__Data for the task__
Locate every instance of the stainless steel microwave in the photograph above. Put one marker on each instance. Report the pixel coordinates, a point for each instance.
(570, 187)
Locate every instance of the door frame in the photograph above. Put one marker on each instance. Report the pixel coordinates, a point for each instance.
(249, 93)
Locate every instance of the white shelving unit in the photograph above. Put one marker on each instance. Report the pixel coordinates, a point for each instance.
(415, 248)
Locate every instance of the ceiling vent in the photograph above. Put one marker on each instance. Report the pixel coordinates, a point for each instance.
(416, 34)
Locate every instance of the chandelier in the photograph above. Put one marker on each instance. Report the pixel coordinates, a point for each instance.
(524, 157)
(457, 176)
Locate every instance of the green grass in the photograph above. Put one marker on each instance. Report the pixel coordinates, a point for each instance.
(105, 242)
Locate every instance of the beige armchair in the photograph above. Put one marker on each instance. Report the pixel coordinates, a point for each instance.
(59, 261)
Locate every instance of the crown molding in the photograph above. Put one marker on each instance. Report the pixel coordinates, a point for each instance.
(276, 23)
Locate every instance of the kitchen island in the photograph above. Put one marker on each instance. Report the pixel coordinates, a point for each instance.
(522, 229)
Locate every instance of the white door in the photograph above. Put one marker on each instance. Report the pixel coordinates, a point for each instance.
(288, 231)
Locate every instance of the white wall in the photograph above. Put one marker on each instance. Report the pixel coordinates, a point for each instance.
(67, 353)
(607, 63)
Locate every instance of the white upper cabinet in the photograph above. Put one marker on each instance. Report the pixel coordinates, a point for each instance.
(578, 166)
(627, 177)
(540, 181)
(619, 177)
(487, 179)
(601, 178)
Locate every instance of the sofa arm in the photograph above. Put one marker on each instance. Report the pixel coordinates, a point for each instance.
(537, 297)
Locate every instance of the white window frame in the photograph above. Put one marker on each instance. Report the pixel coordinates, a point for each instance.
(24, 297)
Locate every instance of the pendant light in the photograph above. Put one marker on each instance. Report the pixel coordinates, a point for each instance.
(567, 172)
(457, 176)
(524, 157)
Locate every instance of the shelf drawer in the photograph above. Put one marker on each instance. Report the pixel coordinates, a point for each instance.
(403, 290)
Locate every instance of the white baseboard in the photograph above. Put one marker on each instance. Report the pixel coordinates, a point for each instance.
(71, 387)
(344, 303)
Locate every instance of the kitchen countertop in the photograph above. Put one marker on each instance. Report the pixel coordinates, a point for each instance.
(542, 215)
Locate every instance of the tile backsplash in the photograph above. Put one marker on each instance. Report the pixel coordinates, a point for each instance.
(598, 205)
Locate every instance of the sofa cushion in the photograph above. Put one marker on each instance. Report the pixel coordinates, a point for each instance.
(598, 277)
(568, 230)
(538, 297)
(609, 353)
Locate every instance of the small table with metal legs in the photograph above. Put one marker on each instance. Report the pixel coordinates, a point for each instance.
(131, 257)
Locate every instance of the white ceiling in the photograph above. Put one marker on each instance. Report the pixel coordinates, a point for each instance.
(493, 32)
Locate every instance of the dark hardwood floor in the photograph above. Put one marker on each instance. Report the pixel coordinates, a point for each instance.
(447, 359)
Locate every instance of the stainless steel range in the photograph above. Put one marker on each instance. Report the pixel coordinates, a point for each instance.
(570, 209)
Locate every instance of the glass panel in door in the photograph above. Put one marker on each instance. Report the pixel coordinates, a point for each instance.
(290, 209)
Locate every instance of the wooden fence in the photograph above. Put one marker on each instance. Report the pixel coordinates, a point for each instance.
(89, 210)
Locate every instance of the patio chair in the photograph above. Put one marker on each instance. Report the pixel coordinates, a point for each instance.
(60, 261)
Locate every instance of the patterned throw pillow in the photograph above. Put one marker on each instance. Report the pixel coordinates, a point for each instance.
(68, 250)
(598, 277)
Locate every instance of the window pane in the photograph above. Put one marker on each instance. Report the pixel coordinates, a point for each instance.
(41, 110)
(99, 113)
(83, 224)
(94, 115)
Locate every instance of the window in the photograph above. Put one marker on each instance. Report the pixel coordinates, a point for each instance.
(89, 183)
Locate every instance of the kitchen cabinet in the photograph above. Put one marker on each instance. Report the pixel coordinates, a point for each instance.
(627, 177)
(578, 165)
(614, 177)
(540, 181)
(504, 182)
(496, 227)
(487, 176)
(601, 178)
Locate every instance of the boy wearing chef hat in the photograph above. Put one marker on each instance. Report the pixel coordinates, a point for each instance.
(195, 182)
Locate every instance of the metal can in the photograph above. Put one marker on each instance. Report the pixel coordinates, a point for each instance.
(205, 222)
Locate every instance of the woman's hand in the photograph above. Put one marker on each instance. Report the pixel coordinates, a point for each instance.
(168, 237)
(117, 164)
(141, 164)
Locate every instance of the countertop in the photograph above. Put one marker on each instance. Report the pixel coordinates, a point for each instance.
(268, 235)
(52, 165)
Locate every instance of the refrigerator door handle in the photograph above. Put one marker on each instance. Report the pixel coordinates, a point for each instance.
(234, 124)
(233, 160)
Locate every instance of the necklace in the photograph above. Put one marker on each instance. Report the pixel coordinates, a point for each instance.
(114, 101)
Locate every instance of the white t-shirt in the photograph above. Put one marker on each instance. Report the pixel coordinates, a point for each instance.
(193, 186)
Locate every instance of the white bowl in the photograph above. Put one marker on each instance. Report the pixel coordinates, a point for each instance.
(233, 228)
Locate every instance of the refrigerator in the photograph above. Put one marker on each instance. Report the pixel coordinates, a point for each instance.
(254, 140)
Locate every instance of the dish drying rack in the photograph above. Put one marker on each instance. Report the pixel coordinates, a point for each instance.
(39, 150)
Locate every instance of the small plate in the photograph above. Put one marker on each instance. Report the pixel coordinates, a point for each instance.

__Problem details__
Every line from the one containing "Locate every instance of the white bowl" through the last line must be copied exactly; leave out the rest.

__Task result__
Locate every instance of the white bowl in the photograph above. Put one marker on each instance. Report the pixel coordinates, a point for each instance.
(233, 228)
Locate every instance of the refrigerator in the photograph above. Put one marker on each instance. Report the pixel coordinates, a point for each instance.
(254, 140)
Locate every instance of the dish drying rack in the photograph above. Put one marker on each instance. Report the pixel coordinates, a point for each instance.
(39, 150)
Locate every instance of the small plate in the photograph above. Put one marker on each instance. Report the pixel coordinates, a point for each instance.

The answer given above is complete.